# [Required task]
Each entry below is to be written out exactly, and the pictures are to be left out.

+--

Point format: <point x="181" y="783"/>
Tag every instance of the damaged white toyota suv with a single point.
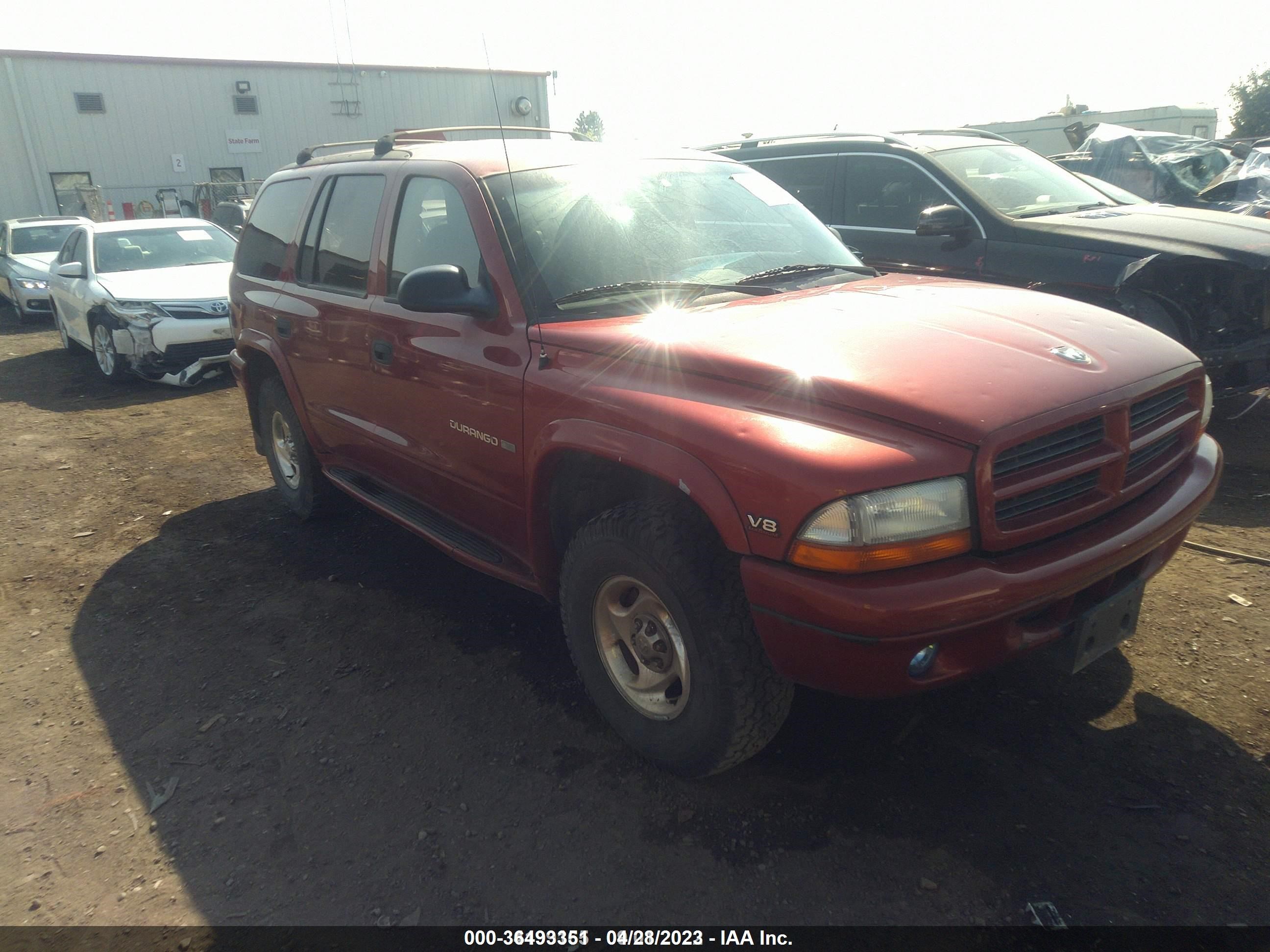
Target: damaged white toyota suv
<point x="147" y="297"/>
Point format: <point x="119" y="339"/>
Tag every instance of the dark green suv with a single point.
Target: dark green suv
<point x="972" y="205"/>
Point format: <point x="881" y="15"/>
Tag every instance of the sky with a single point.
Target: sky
<point x="690" y="73"/>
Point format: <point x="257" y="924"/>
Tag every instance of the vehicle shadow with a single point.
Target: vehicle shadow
<point x="61" y="381"/>
<point x="363" y="728"/>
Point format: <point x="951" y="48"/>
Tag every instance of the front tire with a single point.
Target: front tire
<point x="110" y="362"/>
<point x="661" y="634"/>
<point x="296" y="471"/>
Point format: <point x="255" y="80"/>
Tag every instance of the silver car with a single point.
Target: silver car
<point x="27" y="247"/>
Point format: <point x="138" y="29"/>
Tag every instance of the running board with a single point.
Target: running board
<point x="417" y="515"/>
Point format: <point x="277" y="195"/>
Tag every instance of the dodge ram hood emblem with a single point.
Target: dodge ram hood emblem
<point x="1071" y="353"/>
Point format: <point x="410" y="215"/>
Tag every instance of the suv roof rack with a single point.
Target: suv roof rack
<point x="959" y="131"/>
<point x="387" y="144"/>
<point x="752" y="143"/>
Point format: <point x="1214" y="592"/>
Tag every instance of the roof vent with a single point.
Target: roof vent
<point x="91" y="102"/>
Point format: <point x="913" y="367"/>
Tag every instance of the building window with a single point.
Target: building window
<point x="73" y="191"/>
<point x="91" y="102"/>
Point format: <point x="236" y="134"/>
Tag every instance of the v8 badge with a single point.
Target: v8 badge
<point x="761" y="524"/>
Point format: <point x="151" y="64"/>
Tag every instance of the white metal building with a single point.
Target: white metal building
<point x="1046" y="135"/>
<point x="134" y="125"/>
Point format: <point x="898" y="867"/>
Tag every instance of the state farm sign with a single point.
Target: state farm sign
<point x="243" y="140"/>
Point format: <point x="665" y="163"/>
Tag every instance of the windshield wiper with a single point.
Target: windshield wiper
<point x="1063" y="210"/>
<point x="805" y="269"/>
<point x="628" y="287"/>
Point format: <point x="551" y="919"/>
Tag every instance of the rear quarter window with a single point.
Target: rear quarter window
<point x="275" y="219"/>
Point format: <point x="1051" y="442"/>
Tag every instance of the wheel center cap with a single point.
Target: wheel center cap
<point x="651" y="645"/>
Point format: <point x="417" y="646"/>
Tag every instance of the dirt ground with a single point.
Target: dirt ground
<point x="361" y="730"/>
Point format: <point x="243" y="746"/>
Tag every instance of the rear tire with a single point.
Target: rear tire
<point x="296" y="471"/>
<point x="661" y="634"/>
<point x="69" y="343"/>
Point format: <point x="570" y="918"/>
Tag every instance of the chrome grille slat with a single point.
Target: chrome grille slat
<point x="1101" y="446"/>
<point x="1147" y="412"/>
<point x="1052" y="446"/>
<point x="1047" y="497"/>
<point x="1153" y="451"/>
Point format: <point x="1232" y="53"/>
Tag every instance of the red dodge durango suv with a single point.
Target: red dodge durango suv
<point x="656" y="389"/>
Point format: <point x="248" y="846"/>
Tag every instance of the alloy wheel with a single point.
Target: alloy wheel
<point x="642" y="648"/>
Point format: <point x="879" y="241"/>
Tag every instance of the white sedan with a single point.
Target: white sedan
<point x="147" y="297"/>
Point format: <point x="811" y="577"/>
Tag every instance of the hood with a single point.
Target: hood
<point x="33" y="266"/>
<point x="1141" y="230"/>
<point x="195" y="282"/>
<point x="951" y="357"/>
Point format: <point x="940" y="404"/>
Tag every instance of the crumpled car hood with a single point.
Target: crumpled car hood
<point x="957" y="358"/>
<point x="1141" y="230"/>
<point x="33" y="266"/>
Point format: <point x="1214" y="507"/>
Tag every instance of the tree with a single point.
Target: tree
<point x="1251" y="106"/>
<point x="589" y="125"/>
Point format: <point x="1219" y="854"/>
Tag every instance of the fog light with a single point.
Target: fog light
<point x="923" y="662"/>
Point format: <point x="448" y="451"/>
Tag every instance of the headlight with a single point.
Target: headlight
<point x="887" y="528"/>
<point x="140" y="312"/>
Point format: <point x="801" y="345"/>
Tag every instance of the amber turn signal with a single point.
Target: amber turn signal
<point x="868" y="559"/>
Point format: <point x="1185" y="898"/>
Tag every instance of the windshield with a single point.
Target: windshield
<point x="1121" y="194"/>
<point x="40" y="239"/>
<point x="595" y="225"/>
<point x="1020" y="183"/>
<point x="147" y="249"/>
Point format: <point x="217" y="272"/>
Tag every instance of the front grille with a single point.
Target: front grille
<point x="1047" y="497"/>
<point x="1147" y="412"/>
<point x="1141" y="457"/>
<point x="196" y="310"/>
<point x="186" y="355"/>
<point x="1052" y="446"/>
<point x="1084" y="468"/>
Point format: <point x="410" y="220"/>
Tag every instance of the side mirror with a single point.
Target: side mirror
<point x="445" y="288"/>
<point x="941" y="220"/>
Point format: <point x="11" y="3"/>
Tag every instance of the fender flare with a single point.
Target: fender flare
<point x="668" y="464"/>
<point x="262" y="343"/>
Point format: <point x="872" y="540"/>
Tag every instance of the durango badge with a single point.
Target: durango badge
<point x="1071" y="353"/>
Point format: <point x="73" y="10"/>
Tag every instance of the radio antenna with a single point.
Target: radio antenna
<point x="502" y="132"/>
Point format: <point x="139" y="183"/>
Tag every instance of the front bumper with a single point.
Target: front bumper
<point x="855" y="634"/>
<point x="178" y="352"/>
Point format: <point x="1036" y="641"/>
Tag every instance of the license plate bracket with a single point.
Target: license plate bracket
<point x="1106" y="625"/>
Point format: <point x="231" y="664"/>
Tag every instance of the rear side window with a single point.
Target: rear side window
<point x="263" y="245"/>
<point x="432" y="228"/>
<point x="337" y="249"/>
<point x="70" y="248"/>
<point x="887" y="193"/>
<point x="809" y="181"/>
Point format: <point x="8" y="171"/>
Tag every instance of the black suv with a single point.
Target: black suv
<point x="964" y="204"/>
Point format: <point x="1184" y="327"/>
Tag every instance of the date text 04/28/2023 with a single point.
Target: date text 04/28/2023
<point x="577" y="938"/>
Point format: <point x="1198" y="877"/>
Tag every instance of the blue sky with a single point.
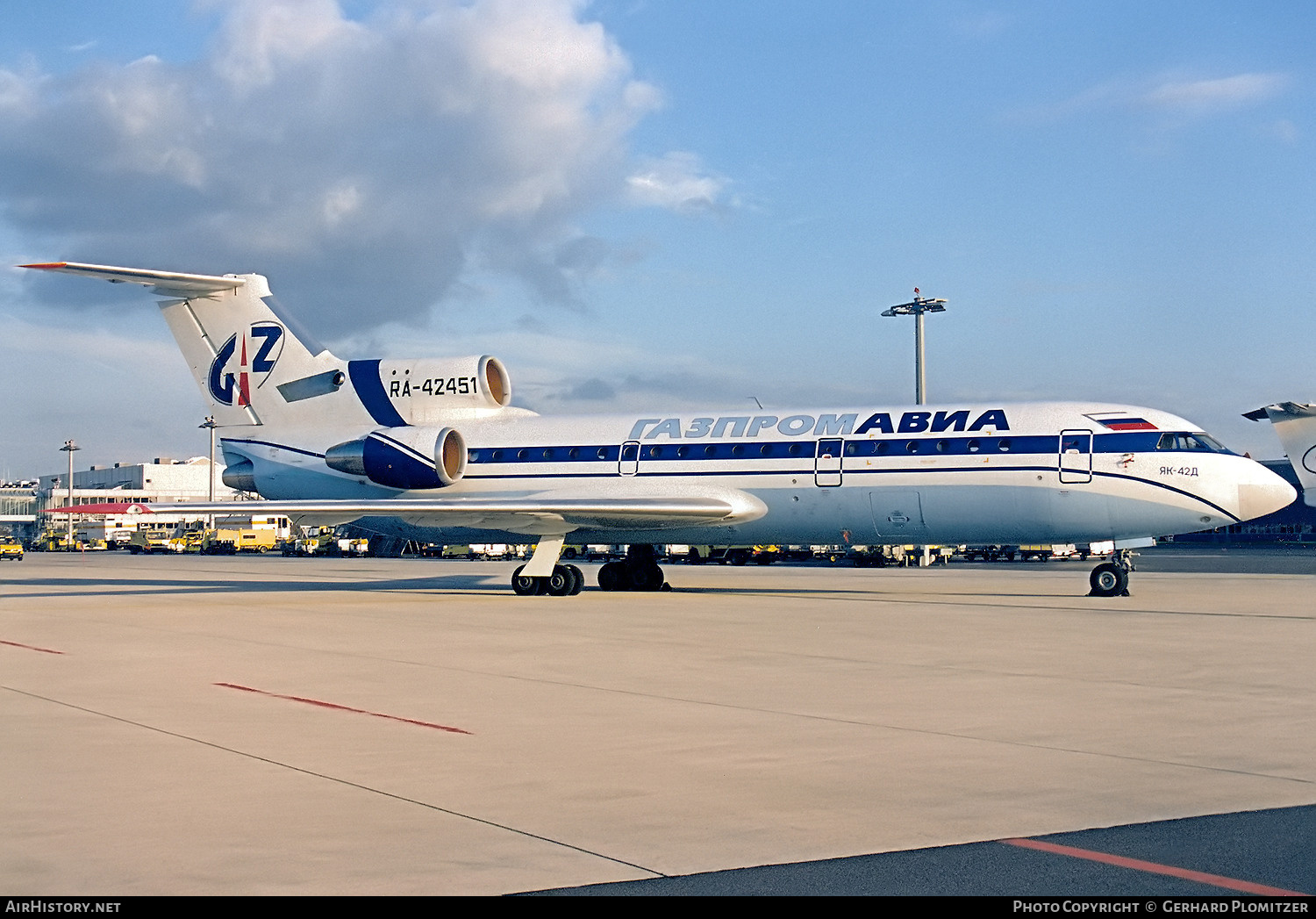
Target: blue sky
<point x="661" y="205"/>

+--

# [Full answer]
Point format: <point x="181" y="783"/>
Tag every instance of the damaged white toyota suv with a single point.
Target: damaged white toyota suv
<point x="147" y="297"/>
Point format: <point x="119" y="339"/>
Tag every instance of the dark green suv with a single point.
Target: dark green suv
<point x="972" y="205"/>
Point format: <point x="881" y="15"/>
Tag every instance of the sky with a single point.
Target: sky
<point x="690" y="73"/>
Point format: <point x="257" y="924"/>
Tag every instance of the vehicle shadow with a single point.
Target: vehicle shadow
<point x="61" y="381"/>
<point x="363" y="728"/>
Point format: <point x="951" y="48"/>
Tag every instance of the front tire with a single point.
Target: front tire
<point x="110" y="362"/>
<point x="661" y="634"/>
<point x="296" y="471"/>
Point format: <point x="255" y="80"/>
Tag every instance of the silver car with a single point.
Target: silver car
<point x="27" y="247"/>
Point format: <point x="138" y="29"/>
Tag every instance of the running board with a single point.
Target: running board
<point x="417" y="515"/>
Point format: <point x="277" y="195"/>
Tag every instance of the dodge ram hood emblem with a single point.
Target: dodge ram hood emblem
<point x="1071" y="353"/>
Point format: <point x="410" y="215"/>
Tag every instance of the suv roof rack with a single point.
Target: suv roof rack
<point x="959" y="131"/>
<point x="387" y="144"/>
<point x="752" y="143"/>
Point format: <point x="1214" y="592"/>
Tag every instance of the roof vent with a single point.
Target: roof vent
<point x="91" y="102"/>
Point format: <point x="913" y="367"/>
Tag every instance of the building window with a single point.
Target: building window
<point x="73" y="191"/>
<point x="91" y="102"/>
Point format: <point x="236" y="134"/>
Tag every instance of the v8 badge with a single point.
Target: v8 badge
<point x="761" y="524"/>
Point format: <point x="151" y="64"/>
Tag every instance of the white metal building with a single point.
Target: white metal building
<point x="1046" y="135"/>
<point x="134" y="125"/>
Point format: <point x="898" y="867"/>
Tag every instance of the state farm sign with a single point.
Target: state farm sign
<point x="243" y="140"/>
Point format: <point x="665" y="163"/>
Tag every instance of the windshield wiper with a single point.
Target: windshield wiper
<point x="1063" y="210"/>
<point x="805" y="269"/>
<point x="628" y="287"/>
Point format: <point x="551" y="919"/>
Tag every instance of the rear quarter window with a single point.
Target: rear quarter window
<point x="275" y="219"/>
Point format: <point x="1051" y="442"/>
Tag every instance of the wheel center cap with a single point.
Target: wheel center cap
<point x="651" y="645"/>
Point format: <point x="417" y="646"/>
Tag every instance of the dirt ground with a single point.
Target: dirt ground
<point x="361" y="730"/>
Point format: <point x="243" y="746"/>
Tag every instance of the rear tire with a single point.
Target: rear tire
<point x="296" y="471"/>
<point x="661" y="634"/>
<point x="69" y="343"/>
Point format: <point x="570" y="918"/>
Tag every instance of the chrome grille slat with a single point.
Target: chrome grille slat
<point x="1101" y="446"/>
<point x="1147" y="412"/>
<point x="1052" y="446"/>
<point x="1047" y="497"/>
<point x="1153" y="451"/>
Point format: <point x="1232" y="53"/>
Tag every instance of the red dodge durango suv with a single point.
Target: red dodge durango suv
<point x="656" y="389"/>
Point format: <point x="248" y="846"/>
Tag every instance of the alloy wheel with a single point.
Target: alloy wheel
<point x="642" y="648"/>
Point format: <point x="879" y="241"/>
Tag every instance of the white sedan with a single point.
Target: white sedan
<point x="147" y="297"/>
Point format: <point x="811" y="577"/>
Tag every instance of the hood with a single point.
Target: hood
<point x="33" y="266"/>
<point x="1141" y="230"/>
<point x="195" y="282"/>
<point x="951" y="357"/>
Point format: <point x="940" y="404"/>
Tag every instance of the crumpled car hood with a single point.
Target: crumpled car hood
<point x="957" y="358"/>
<point x="1141" y="230"/>
<point x="33" y="266"/>
Point format: <point x="1214" y="507"/>
Tag every instance of the tree with a single point.
Target: tree
<point x="1251" y="106"/>
<point x="589" y="125"/>
Point format: <point x="1219" y="854"/>
Tag every instance of the fog light with a single point.
Target: fog light
<point x="923" y="662"/>
Point format: <point x="448" y="451"/>
Tag every instance of the headlight with a single point.
Target: headlight
<point x="887" y="528"/>
<point x="140" y="312"/>
Point format: <point x="801" y="345"/>
Tag every instance of the amber turn signal with a single point.
Target: amber turn signal
<point x="868" y="559"/>
Point format: <point x="1185" y="898"/>
Tag every instance of the windshield with a single point.
Target: windshield
<point x="1121" y="194"/>
<point x="40" y="239"/>
<point x="595" y="225"/>
<point x="1020" y="183"/>
<point x="147" y="249"/>
Point format: <point x="217" y="272"/>
Tag every instance of the front grille with a single point.
Target: front grille
<point x="1047" y="497"/>
<point x="1147" y="412"/>
<point x="1141" y="457"/>
<point x="196" y="310"/>
<point x="186" y="355"/>
<point x="1052" y="446"/>
<point x="1084" y="468"/>
Point format: <point x="410" y="220"/>
Tag every instance of the side mirror with a single point.
Target: side mirror
<point x="445" y="288"/>
<point x="941" y="220"/>
Point format: <point x="11" y="3"/>
Tag every instance of the fender flare with a single point.
Target: fender flare
<point x="668" y="464"/>
<point x="262" y="343"/>
Point format: <point x="872" y="540"/>
Tag every instance of the durango badge with a single point.
Target: durango badge
<point x="1071" y="353"/>
Point format: <point x="73" y="10"/>
Tag every instance of the radio antenna with a single point.
Target: radio antenna
<point x="502" y="132"/>
Point format: <point x="139" y="183"/>
Tag every instance of the front bumper with a single point.
Target: front bumper
<point x="855" y="634"/>
<point x="178" y="352"/>
Point format: <point x="1036" y="641"/>
Tag every instance of the license plate bracket with a single point.
Target: license plate bracket
<point x="1106" y="625"/>
Point format: <point x="231" y="664"/>
Tag every instance of the rear side window with a single point.
Target: rear side window
<point x="263" y="245"/>
<point x="432" y="228"/>
<point x="337" y="249"/>
<point x="70" y="248"/>
<point x="887" y="193"/>
<point x="809" y="181"/>
Point format: <point x="8" y="171"/>
Tag every instance of the black suv with a single point.
Target: black suv
<point x="964" y="204"/>
Point format: <point x="1184" y="327"/>
Tag every instance of the date text 04/28/2023 with a single point.
Target: date text 04/28/2023
<point x="577" y="938"/>
Point format: <point x="1198" y="877"/>
Tag every instance of the blue sky with a single point.
Target: blue sky
<point x="661" y="205"/>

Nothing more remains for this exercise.